* _DATASET ROWS_
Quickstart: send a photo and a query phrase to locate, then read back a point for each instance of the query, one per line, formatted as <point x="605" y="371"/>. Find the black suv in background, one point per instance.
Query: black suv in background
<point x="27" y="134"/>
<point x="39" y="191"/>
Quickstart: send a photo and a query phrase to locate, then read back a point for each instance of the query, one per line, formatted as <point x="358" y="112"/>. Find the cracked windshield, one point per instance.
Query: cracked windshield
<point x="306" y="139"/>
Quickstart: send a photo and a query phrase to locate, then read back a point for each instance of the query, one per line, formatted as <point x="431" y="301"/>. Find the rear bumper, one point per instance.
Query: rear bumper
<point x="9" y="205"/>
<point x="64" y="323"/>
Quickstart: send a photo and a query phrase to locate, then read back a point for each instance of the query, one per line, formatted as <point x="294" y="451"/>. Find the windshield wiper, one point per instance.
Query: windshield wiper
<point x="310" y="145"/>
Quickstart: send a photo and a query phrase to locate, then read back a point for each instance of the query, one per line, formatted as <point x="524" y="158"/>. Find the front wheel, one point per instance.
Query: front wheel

* _DESCRIPTION OF THE TASK_
Can you recast everything from the line containing "wheel, one point per instance." down to the end of the records as a JSON list of strings, one string per line, with blank lines left out?

* _FINISHED EXERCISE_
[
  "Quickstart: send a photo and a query phrase to locate, then read back a point for each instance of the query, one per line, formatted as <point x=\"524\" y=\"158\"/>. Find the front wheel, one point per instance.",
  "Query: front wheel"
]